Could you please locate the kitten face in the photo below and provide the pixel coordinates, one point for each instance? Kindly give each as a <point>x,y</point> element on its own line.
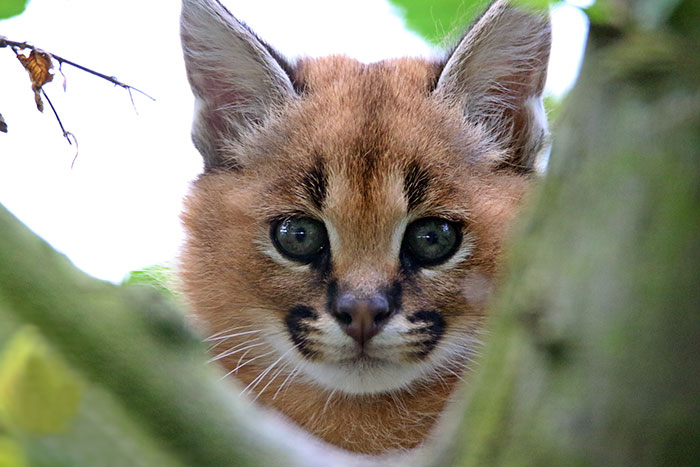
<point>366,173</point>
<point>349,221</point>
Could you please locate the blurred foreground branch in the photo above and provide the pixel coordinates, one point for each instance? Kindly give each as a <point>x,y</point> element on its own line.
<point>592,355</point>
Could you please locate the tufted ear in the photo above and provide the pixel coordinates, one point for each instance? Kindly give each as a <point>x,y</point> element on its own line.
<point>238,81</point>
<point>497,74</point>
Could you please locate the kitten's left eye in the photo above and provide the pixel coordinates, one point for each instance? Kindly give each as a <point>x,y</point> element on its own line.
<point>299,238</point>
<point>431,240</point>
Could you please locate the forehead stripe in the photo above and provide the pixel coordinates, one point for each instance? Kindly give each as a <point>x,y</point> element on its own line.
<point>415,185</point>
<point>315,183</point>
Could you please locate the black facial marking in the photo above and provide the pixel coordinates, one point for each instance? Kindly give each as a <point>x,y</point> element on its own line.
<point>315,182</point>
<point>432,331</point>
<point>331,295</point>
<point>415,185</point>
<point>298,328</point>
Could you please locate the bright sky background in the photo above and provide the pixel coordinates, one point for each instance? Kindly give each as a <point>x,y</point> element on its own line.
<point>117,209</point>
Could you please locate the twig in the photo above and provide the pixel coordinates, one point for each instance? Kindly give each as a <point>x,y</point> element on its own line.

----------

* [EXERCISE DETAILS] Output the material word for word, omitting its pictures.

* [SOLUTION TO THIS TASK]
Could you please locate the kitten face in the photo below and provide the pixel coordinates, one point for each instance? Kindly give each as a <point>x,y</point> element on its own line.
<point>366,173</point>
<point>349,221</point>
Could you please locate the blurred foreground branch in the photo above and provide the pixel coordinates, one point for each instance? Kindly give each as a <point>x,y</point> element on its own line.
<point>592,355</point>
Could you please locate the tufted ear in the photo above and provide the pixel coordinates, one point for each instance? Kindly give each as a <point>x,y</point> element on its own line.
<point>238,81</point>
<point>497,74</point>
Could you please locate the kitten's left eye in the photo above and provide the pixel coordinates, one point for each instance? Kindly give each as a <point>x,y</point> element on its own line.
<point>299,238</point>
<point>431,240</point>
Could you please locate the forehead stripe in the photo above and provide the pixel coordinates, one point for each instance? Kindly give each as a <point>x,y</point> element on its own line.
<point>415,185</point>
<point>315,183</point>
Could you please locate the black facial marking in the photo above and provide the pixel coordinates, one point for each instance? Kindly give each as a <point>x,y</point> element on its own line.
<point>315,182</point>
<point>432,331</point>
<point>331,295</point>
<point>415,185</point>
<point>298,328</point>
Could you please locate the bright sky background in the photo above and provide the pixel coordinates, one point for each instance? Kindly give each as a <point>x,y</point> element on its own line.
<point>117,209</point>
Could you please locate the twig in the photo above and provide the pixel coordinates, one point for each instance? Kindly give each as a <point>x,y</point> element on its own line.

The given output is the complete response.